Work instructions: Reproduce the part of the quadratic equation thread starting with "Are you using" and going on through "course it helps.".

Page text:
==============================

Question

i am having problems solveing x^2-3x-1=0

Answer 1

What problem?

Answer 2

Are you using the Quadratic Formula?

Answer 3

thats what i dont understand

Answer 4

did this help?

Answer 5

meverett, it's the solution. Of course it helps.

Answer 6

ohhh ... I do not learn by someone giving me a solution ...

Answer 7

meverett, as I stated earlier, your methods are not that great.

Answer 8

yes but is that how you simplify it also how did you get it

Answer 9

You have good intentions meverett, but they are not as effective as you want them to be.

Answer 10

opps he has a question, maybe time to second think

Answer 11

Hero is using completing the square method, you can notice that L.H.S of the equation is being reduced to a square form.

==============================

Location identification items:

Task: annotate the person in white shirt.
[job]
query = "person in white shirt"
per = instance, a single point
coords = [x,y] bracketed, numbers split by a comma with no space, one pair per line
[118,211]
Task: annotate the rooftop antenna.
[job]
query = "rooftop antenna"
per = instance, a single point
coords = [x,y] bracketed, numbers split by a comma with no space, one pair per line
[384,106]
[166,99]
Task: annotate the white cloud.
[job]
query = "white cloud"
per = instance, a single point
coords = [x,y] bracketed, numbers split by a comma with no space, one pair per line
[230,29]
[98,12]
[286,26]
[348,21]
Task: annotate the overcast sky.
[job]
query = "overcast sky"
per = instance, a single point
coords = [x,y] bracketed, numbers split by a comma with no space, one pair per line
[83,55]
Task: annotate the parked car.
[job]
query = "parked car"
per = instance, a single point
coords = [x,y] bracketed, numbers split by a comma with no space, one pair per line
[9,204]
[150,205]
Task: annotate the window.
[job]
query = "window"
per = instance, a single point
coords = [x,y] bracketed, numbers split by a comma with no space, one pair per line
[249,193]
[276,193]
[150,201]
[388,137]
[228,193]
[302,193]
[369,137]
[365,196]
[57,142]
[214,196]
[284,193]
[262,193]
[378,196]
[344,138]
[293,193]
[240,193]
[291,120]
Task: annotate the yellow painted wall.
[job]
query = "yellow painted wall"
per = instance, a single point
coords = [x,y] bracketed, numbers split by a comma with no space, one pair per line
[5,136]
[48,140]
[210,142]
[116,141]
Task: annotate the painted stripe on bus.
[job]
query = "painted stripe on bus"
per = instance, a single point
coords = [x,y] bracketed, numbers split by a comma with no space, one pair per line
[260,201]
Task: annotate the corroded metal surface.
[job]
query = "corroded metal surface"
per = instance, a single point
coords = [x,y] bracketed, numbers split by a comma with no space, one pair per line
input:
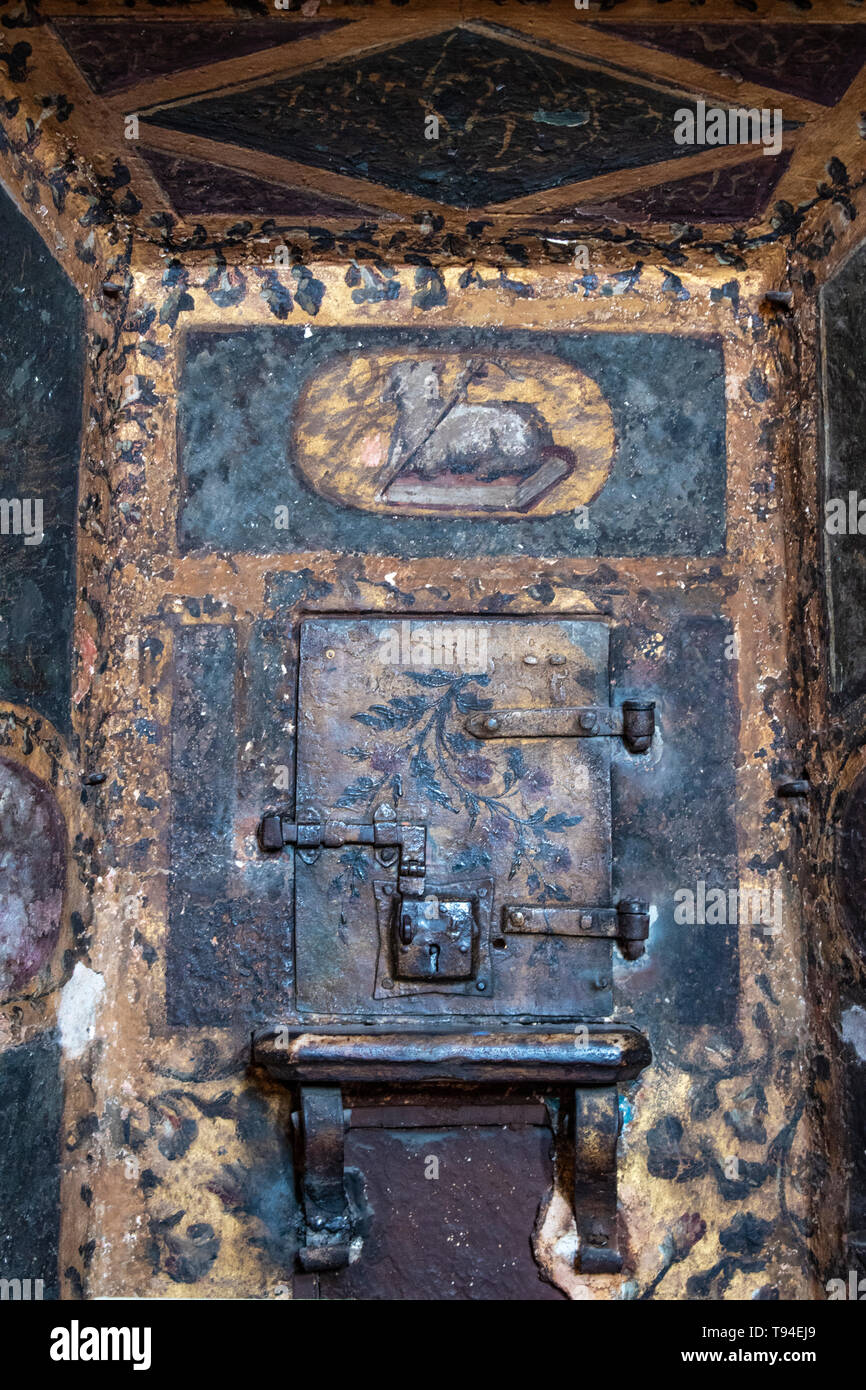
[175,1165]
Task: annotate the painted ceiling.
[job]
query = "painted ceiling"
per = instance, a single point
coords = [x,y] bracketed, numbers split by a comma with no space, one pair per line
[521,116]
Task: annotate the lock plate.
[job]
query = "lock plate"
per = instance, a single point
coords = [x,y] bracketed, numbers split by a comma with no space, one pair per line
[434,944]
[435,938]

==============================

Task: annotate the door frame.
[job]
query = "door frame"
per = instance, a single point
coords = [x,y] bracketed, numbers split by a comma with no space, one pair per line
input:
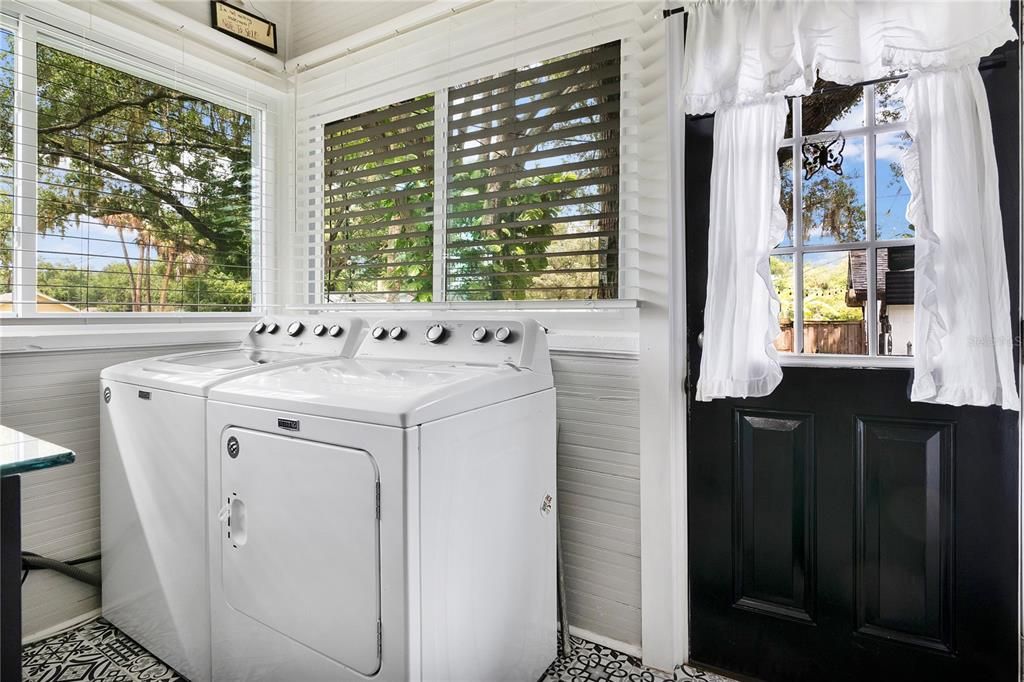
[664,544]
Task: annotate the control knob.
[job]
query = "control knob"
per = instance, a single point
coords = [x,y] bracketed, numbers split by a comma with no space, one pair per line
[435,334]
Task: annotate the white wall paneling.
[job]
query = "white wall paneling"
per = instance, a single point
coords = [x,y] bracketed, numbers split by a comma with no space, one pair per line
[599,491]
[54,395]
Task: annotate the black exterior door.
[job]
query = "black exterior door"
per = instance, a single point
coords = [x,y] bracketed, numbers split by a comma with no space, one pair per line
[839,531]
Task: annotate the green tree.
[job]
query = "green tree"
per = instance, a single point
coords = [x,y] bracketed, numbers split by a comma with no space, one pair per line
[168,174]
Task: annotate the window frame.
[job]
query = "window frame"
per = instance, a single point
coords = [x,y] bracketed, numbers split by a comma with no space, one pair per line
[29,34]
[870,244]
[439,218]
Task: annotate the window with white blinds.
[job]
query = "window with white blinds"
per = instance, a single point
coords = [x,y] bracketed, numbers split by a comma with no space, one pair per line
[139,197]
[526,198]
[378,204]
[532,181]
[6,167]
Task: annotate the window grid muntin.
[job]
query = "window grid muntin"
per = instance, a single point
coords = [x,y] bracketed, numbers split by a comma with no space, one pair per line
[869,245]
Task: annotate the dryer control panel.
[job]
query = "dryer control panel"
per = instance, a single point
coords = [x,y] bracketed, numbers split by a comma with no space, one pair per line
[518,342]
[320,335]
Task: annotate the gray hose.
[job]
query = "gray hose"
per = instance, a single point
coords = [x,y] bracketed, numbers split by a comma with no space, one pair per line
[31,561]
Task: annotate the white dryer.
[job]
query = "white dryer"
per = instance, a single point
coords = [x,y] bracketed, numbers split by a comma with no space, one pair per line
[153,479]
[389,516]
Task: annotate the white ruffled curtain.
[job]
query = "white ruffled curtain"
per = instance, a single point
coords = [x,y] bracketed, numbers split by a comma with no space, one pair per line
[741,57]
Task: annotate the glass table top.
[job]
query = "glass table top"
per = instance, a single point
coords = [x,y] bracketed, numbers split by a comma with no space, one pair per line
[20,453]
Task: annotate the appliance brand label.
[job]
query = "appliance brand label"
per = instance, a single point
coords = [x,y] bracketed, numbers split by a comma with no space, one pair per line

==============================

Answer for this exercise:
Are you using the Quadratic Formula?

Answer 3

thats what i dont understand

Answer 4

did this help?

Answer 5

meverett, it's the solution. Of course it helps.